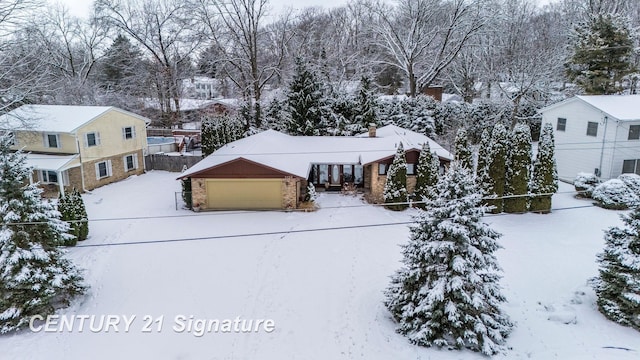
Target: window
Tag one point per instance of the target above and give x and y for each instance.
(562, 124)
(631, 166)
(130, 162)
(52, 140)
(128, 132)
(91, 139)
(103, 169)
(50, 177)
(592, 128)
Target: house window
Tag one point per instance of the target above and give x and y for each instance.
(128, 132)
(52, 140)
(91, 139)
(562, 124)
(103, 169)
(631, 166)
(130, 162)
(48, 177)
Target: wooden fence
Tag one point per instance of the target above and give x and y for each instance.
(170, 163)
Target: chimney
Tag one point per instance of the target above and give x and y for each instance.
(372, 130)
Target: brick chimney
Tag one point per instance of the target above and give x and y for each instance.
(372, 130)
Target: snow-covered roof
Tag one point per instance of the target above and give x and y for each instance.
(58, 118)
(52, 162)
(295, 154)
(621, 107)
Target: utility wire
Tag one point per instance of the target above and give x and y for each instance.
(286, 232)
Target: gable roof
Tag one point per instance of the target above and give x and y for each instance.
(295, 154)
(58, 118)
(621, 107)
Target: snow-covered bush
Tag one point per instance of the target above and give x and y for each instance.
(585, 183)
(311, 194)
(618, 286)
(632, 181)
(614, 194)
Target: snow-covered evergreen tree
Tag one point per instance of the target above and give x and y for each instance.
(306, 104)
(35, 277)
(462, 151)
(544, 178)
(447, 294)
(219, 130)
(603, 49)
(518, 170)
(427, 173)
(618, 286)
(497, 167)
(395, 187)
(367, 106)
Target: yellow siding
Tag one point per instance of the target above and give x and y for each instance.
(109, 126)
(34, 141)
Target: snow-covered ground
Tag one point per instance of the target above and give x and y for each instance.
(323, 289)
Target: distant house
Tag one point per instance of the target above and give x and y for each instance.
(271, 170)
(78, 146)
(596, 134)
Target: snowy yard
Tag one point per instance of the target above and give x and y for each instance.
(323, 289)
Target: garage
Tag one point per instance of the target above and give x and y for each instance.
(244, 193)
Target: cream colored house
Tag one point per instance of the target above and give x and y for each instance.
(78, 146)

###

> **PROBLEM REQUIREMENTS**
Return solely the number of lines in the data that include the word "chimney".

> **SOLUTION TO THE EXERCISE**
2